### [Given problem]
The lines to be extracted begin at the line containing "Crop-scouting request: mark the ornate" and end at the last line of the data below; copy them exactly and leave out the pictures.

### [Record set]
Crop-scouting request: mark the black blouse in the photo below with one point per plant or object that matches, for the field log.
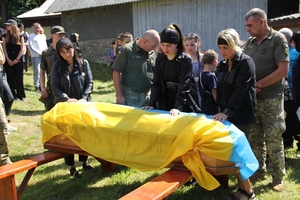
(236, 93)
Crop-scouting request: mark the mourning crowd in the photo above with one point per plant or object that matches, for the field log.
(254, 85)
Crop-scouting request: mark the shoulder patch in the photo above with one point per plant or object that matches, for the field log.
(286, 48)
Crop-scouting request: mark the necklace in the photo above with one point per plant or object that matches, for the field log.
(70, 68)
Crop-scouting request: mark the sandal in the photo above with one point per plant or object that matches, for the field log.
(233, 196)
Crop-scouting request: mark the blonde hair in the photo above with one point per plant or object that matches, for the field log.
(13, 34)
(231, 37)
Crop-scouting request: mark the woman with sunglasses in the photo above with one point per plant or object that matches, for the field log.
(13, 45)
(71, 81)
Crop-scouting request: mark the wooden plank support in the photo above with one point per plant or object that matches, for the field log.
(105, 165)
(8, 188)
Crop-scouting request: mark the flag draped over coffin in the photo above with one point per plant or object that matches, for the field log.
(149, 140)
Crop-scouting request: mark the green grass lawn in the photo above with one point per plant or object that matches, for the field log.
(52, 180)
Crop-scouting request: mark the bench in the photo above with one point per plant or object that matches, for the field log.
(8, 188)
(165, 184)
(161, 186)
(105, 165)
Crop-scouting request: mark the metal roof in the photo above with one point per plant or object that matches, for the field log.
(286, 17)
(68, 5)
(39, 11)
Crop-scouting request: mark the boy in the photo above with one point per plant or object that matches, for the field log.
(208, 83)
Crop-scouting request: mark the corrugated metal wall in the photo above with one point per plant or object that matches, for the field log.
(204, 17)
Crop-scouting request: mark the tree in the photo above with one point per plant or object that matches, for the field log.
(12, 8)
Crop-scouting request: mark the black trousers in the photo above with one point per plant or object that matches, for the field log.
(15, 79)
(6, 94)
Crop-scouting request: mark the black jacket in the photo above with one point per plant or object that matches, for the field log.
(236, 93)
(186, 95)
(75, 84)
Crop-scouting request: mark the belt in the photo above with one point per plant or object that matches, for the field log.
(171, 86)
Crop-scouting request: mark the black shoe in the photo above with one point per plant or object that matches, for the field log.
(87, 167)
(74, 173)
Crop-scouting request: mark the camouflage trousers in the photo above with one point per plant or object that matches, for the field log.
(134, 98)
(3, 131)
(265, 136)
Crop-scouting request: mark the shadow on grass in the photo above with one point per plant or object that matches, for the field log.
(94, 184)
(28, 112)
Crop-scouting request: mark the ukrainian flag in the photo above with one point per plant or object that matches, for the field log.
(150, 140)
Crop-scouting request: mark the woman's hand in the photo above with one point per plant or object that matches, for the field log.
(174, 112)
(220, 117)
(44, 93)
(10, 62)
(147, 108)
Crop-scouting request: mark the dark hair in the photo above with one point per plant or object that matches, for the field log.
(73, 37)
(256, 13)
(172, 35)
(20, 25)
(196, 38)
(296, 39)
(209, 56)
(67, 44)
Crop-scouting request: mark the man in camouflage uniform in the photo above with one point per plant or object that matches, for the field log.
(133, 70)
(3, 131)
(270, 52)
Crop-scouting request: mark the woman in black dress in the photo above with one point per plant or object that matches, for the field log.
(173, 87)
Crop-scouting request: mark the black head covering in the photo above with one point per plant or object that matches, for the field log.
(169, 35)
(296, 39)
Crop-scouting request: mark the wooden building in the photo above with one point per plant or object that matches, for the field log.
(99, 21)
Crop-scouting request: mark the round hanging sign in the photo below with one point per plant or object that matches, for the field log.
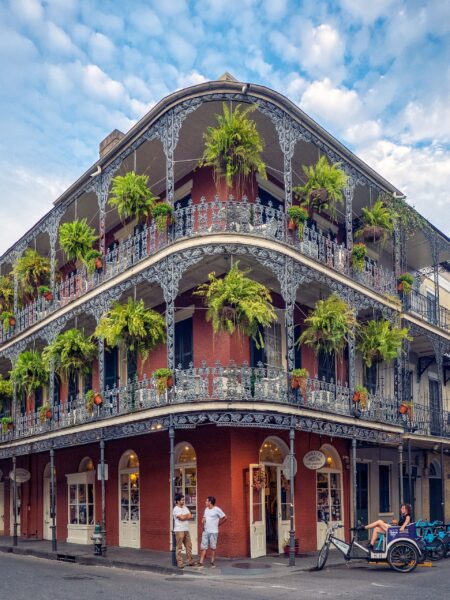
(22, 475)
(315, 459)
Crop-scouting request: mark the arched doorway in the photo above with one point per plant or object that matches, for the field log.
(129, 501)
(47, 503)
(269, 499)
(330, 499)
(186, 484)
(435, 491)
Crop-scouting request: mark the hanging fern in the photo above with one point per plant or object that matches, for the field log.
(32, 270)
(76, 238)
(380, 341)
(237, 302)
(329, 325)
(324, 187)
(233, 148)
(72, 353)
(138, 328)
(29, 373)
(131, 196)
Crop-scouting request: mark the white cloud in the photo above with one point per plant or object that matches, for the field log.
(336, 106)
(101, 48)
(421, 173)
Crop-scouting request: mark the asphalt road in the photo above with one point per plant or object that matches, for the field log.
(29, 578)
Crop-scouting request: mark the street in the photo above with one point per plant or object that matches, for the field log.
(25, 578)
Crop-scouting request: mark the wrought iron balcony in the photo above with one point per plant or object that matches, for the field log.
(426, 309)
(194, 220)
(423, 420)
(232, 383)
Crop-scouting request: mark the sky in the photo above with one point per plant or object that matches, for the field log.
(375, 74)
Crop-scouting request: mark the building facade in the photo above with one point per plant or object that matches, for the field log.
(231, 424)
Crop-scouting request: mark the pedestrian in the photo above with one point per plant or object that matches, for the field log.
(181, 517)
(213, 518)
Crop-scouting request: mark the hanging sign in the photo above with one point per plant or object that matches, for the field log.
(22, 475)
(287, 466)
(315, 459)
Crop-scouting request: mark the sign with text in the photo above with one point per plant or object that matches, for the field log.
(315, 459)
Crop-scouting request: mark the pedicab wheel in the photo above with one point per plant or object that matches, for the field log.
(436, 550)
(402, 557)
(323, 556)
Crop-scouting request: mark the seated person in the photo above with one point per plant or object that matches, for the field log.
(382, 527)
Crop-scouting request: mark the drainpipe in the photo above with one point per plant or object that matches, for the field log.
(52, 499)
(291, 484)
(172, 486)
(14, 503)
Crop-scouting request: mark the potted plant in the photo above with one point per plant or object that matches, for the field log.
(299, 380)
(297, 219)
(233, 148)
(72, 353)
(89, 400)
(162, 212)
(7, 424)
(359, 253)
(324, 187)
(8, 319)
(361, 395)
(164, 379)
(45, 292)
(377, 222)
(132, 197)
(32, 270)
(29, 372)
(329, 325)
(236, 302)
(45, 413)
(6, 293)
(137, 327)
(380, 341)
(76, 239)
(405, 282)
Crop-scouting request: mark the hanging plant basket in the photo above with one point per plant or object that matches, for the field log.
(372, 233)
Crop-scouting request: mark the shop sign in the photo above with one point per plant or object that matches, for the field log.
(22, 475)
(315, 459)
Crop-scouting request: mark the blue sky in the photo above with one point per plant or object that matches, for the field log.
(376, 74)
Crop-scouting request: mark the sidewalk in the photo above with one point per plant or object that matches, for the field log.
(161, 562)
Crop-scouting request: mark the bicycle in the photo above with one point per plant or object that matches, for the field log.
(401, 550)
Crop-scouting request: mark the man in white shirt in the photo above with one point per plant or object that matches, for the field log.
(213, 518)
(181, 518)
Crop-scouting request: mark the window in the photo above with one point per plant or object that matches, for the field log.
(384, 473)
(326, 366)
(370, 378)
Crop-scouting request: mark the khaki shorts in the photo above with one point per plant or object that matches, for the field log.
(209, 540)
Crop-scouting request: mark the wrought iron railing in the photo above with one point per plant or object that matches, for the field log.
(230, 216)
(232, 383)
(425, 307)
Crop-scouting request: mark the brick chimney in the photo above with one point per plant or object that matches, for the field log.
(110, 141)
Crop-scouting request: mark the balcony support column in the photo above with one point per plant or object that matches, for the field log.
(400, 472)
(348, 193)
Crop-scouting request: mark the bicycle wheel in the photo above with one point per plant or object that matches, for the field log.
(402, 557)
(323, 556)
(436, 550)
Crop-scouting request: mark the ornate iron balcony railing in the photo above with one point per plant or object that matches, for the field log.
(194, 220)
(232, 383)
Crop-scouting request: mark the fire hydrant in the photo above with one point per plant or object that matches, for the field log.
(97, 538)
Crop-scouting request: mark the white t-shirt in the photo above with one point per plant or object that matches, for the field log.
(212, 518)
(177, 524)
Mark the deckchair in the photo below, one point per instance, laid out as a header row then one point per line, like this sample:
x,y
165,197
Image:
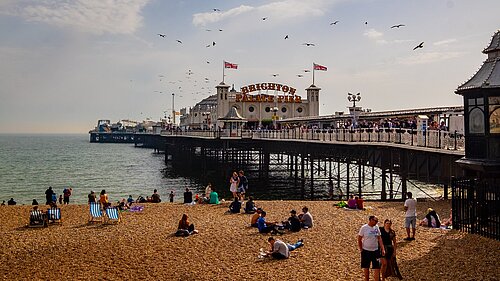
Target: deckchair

### [Response below]
Crop-scouting request: mark the ornate iron balcony railing in the photo above with one point per plant or object that matches, for the field log.
(194, 220)
(232, 383)
Crop-scouting request: mark the fire hydrant in the photo above with one point per plant or object that matches, for the field log.
(97, 538)
Crop-scouting request: mark the white t-shirt in the photo above with one point per plant or object that matches, for the field log.
(212, 518)
(177, 524)
Mark the deckchair in the photo below, one point per instance, laid out as a header row then one point per line, like this sample:
x,y
165,197
Image:
Target: deckchair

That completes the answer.